Problem statement -> Every line from the line containing "Mark every instance of the ornate" through the final line below is to be repeated exactly; no other line is.

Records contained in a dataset
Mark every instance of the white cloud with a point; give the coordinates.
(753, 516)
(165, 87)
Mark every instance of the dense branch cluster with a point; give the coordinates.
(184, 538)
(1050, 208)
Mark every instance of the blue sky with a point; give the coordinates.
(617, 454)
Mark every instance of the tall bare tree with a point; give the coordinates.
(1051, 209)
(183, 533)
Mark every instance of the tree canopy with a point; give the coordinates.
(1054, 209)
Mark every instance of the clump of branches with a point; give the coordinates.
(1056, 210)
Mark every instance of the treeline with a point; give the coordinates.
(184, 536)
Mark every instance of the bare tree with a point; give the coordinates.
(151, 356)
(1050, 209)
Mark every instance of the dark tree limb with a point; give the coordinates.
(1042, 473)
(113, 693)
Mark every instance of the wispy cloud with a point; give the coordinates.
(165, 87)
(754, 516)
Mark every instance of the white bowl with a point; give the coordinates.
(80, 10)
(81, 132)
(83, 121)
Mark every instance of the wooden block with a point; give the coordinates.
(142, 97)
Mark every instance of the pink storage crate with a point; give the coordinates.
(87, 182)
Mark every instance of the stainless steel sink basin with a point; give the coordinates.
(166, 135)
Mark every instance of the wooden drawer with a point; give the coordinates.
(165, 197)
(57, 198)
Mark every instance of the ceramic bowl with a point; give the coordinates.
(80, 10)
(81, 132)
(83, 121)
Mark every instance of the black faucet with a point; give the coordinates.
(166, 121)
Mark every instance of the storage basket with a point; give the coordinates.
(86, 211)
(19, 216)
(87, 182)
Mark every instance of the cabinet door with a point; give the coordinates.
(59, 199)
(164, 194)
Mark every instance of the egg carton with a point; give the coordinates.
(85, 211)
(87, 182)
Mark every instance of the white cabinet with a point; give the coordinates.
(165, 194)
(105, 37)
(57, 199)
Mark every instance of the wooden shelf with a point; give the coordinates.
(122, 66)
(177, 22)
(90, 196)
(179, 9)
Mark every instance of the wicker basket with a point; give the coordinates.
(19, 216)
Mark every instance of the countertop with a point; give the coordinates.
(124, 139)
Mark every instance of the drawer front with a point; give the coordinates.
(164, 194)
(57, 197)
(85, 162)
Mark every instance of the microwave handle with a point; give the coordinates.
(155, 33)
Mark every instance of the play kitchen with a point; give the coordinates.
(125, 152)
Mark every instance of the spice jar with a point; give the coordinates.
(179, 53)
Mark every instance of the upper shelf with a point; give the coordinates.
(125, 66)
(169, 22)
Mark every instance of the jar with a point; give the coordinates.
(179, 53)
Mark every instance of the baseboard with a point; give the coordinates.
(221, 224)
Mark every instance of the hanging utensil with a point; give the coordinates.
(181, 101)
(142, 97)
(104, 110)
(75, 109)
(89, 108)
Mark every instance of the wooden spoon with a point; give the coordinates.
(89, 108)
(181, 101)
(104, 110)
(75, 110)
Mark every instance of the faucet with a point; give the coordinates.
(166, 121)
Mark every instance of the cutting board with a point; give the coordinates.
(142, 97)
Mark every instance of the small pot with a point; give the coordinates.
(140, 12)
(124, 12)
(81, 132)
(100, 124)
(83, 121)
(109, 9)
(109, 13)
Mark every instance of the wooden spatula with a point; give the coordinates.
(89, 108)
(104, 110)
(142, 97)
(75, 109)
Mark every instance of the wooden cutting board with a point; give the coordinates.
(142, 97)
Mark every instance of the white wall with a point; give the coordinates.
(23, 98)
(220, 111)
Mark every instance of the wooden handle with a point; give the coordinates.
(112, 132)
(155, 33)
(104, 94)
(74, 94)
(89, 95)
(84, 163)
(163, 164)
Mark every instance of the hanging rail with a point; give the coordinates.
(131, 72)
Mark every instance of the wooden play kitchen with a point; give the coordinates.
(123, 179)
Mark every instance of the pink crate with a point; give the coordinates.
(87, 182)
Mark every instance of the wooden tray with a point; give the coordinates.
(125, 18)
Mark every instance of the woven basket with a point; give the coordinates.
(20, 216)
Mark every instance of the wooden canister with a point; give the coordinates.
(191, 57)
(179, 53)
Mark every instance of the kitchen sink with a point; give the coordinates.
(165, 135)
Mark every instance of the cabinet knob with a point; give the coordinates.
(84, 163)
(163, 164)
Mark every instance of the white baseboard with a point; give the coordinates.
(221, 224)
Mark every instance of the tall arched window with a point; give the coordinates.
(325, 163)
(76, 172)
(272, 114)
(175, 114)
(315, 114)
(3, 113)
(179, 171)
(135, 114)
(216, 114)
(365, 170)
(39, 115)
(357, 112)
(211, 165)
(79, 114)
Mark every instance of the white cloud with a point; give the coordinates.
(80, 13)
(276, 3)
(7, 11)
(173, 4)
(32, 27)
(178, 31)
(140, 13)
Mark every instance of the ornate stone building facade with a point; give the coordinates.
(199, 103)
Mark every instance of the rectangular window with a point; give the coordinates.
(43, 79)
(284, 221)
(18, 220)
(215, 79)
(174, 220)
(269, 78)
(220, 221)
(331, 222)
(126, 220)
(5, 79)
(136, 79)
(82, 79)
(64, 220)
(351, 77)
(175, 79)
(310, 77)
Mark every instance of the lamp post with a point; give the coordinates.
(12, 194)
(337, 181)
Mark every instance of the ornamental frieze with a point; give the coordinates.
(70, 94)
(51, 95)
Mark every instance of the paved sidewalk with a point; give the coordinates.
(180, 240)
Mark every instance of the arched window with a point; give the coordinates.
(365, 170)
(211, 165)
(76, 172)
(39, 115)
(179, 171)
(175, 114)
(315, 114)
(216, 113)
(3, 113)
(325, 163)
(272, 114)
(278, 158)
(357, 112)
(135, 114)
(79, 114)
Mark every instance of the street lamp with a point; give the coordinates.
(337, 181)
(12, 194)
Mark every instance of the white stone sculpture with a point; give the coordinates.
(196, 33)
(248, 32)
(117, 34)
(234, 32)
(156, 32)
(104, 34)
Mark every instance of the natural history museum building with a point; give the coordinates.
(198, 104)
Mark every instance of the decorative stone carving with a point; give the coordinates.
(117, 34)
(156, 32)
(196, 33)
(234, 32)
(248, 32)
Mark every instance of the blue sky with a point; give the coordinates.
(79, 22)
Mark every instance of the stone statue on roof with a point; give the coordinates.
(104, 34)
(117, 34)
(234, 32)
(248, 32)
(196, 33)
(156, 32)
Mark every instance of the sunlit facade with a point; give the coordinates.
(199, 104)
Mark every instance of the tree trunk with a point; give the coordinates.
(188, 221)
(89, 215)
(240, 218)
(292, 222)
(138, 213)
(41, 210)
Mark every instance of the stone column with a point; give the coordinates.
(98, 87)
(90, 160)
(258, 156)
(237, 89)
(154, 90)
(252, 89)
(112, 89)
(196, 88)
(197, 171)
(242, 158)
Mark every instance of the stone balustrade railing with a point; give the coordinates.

Task answer ->
Mark every instance of the ornate stone building facade with a point; give the coordinates.
(199, 103)
Mark every instance of the rectangular window with a point; give the coordinates.
(43, 79)
(284, 221)
(18, 220)
(215, 79)
(174, 220)
(269, 78)
(220, 221)
(331, 222)
(126, 220)
(5, 79)
(136, 79)
(82, 79)
(64, 220)
(351, 77)
(175, 79)
(310, 77)
Mark every instance of the lamp post with a point; give the coordinates.
(12, 194)
(337, 181)
Mark every instance of the ornamental frieze with a point; give the coordinates.
(70, 94)
(51, 95)
Mark every instance of the paved sidewalk with a point; give the coordinates.
(180, 240)
Mark every instance of the arched window with a point; give the coordinates.
(365, 170)
(211, 165)
(76, 172)
(39, 115)
(179, 171)
(175, 114)
(315, 114)
(216, 113)
(3, 113)
(325, 163)
(272, 114)
(278, 158)
(357, 112)
(135, 114)
(79, 114)
Mark every instance of the street lamp with a point; give the coordinates.
(337, 181)
(12, 194)
Mark every instance of the white stone sculpture with a point; give the coordinates.
(196, 33)
(248, 32)
(117, 34)
(234, 32)
(156, 32)
(104, 34)
Mark every instance of the natural history museum building with a point; give the coordinates.
(198, 104)
Mark every instance of the decorative stone carving with a point; give the coordinates.
(117, 34)
(156, 32)
(196, 33)
(234, 32)
(248, 32)
Mark every instance of the blue sky with a point; give the coordinates.
(79, 22)
Mark every instance of the stone statue on roof with a point; give the coordinates.
(104, 34)
(117, 34)
(234, 32)
(248, 32)
(196, 33)
(156, 32)
Mark every instance of the sunlit facade with a point; give the coordinates.
(199, 104)
Mark every instance of the tree trunk with a point; give the coordinates.
(188, 221)
(89, 215)
(240, 218)
(292, 222)
(138, 213)
(41, 210)
Mark every instance of the stone column with a point; give the coordinates.
(98, 87)
(90, 160)
(258, 156)
(237, 89)
(154, 90)
(252, 89)
(112, 89)
(196, 88)
(197, 171)
(242, 158)
Mark every instance of the stone balustrade railing with a point; give the coordinates.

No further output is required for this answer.